PROMPT A:
Please decide whether each statement agrees with the article on Christian nationalism, answering yes or no and quoting the deciding words: (i) the United States was founded as a Christian nation; (ii) public opinion research finds the Christian right's policies broadly unpopular; (iii) one version of Christianity was once the official national religion.
PROMPT B:
Pick up the article on Christian nationalism after its final paragraph and continue the writing.
##### EXTRACT TO READ #####
Religion scholar on the "civil war" within Christianity — and the urgency of stopping Trump

David Gushee says his faith drives him to resist the "manifest surrender" of many Christians to Trump and fascism

By Chauncey DeVega

Senior Writer

Published January 9, 2024 6:00AM (EST)

Donald Trump | Supporter of U.S. President Donald Trump praying outside the U.S. Capitol on January 06, 2021 in Washington, DC. (Photo illustration by Salon/Getty Images)
Donald Trump | Supporter of U.S. President Donald Trump praying outside the U.S. Capitol on January 06, 2021 in Washington, DC. (Photo illustration by Salon/Getty Images)

In this age of intense political and religious division, Christian nationalists have convinced themselves that they have a special claim on America. That simply is not true. The United States was not founded as a “Christian nation." The Constitution enshrines a clear separation of church and state, and no version of Christianity has ever been the official national religion.

Furthermore, white evangelicals and Christian nationalists are not the “silent majority,” nor indeed a majority of any kind. Public opinion research has consistently demonstrated the opposite: Across a range of issues the policies and politics supported by the Christian right are broadly unpopular among the American people.

Ultimately, the voices, beliefs and desires of those who embrace what some scholars and observers have called "White Christianity" are not entitled to any special privileges over people of other faiths or none at all.
##### PROVIDED MATERIAL #####
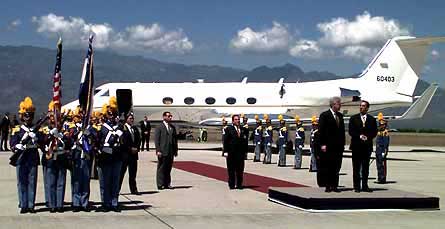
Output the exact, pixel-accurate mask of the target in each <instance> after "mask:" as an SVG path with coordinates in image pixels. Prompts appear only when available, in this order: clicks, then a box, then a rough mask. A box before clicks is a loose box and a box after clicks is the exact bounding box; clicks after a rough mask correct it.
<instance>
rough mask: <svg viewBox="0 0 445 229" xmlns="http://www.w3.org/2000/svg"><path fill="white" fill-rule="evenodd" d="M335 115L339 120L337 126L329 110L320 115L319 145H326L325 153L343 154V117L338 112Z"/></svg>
mask: <svg viewBox="0 0 445 229" xmlns="http://www.w3.org/2000/svg"><path fill="white" fill-rule="evenodd" d="M336 114H337V117H338V119H339V125H338V126H337V122H336V120H335V118H334V116H333V115H332V112H331V111H330V110H327V111H325V112H323V113H321V114H320V118H319V128H318V131H319V132H320V145H321V146H323V145H326V147H327V149H326V150H327V151H332V150H333V151H335V152H338V151H341V152H343V150H344V147H345V123H344V120H343V115H342V114H341V113H340V112H337V113H336Z"/></svg>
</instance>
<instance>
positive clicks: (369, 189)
mask: <svg viewBox="0 0 445 229" xmlns="http://www.w3.org/2000/svg"><path fill="white" fill-rule="evenodd" d="M362 191H363V192H372V190H371V189H370V188H362Z"/></svg>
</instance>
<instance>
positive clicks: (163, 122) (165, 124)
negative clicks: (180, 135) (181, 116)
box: [162, 121, 170, 132]
mask: <svg viewBox="0 0 445 229" xmlns="http://www.w3.org/2000/svg"><path fill="white" fill-rule="evenodd" d="M162 122H163V123H164V125H165V128H167V131H168V132H170V127H169V126H168V123H167V122H166V121H162Z"/></svg>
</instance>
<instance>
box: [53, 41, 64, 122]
mask: <svg viewBox="0 0 445 229" xmlns="http://www.w3.org/2000/svg"><path fill="white" fill-rule="evenodd" d="M61 69H62V38H59V41H58V42H57V56H56V66H55V68H54V77H53V102H54V108H53V113H54V118H55V121H56V124H57V125H58V123H59V120H60V109H61V107H62V104H61V102H60V98H61V97H62V90H61V87H62V73H61Z"/></svg>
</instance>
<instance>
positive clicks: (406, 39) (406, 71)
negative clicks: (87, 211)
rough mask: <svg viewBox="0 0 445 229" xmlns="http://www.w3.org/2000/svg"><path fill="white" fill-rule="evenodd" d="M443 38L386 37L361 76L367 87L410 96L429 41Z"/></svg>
#####
EXPECTED OUTPUT A:
(i) No: "The United States was not founded as a “Christian nation.""
(ii) Yes: "Across a range of issues the policies and politics supported by the Christian right are broadly unpopular among the American people."
(iii) No: "no version of Christianity has ever been the official national religion."

EXPECTED OUTPUT B:
In reality, such believers in "White Christianity" are a diminishing minority in American society, even as they aspire to be the dominant force and to silence those they disagree with, by any means necessary. In a fateful attempt to win and hold power, the Christian right forged an alliance with Donald Trump and his neofascist MAGA movement. This has been a transactional relationship, given that Trump transparently violates almost every supposed tenet of Christian faith and doctrine. Through almost any religious lens, he can reasonably be described as an unrepentant sinner.

With the 2024 presidential election approaching, Trump is increasingly suggesting that he has been chosen, almost as a messianic figure or the Second Coming. In a brilliant work of propaganda, he recently debuted a campaign ad proclaiming that “God Made Trump" — which translates into Trump being a type of messianic figure.

If they consistently applied their purportedly deeply held beliefs, right-wing evangelical Christians should condemn such behavior by Donald Trump and his MAGA movement as blasphemy. Instead, they appear to have convinced themselves that Trump is in fact some type of divine messenger, sent to permit them to impose their reactionary-revolutionary project on the American people. The classic warning that when fascism comes to America, it will come wrapped in the flag and waving the cross is proving correct.

I recently spoke about Trump and contemporary American Christianity with Dr. David P. Gushee, who is distinguished university professor of Christian ethics at Mercer University and chair of Christian social ethics at the Free University of Amsterdam. He is also a senior research fellow at the International Baptist Theological Study Centre and a past president of both the American Academy of Religion and the Society of Christian Ethics. Gushee is the author of several books including his most recent, “Defending Democracy From Its Christian Enemies.” He has published hundreds of opinion articles and been interviewed by many major outlets, including the Washington Post, CNN and USA Today.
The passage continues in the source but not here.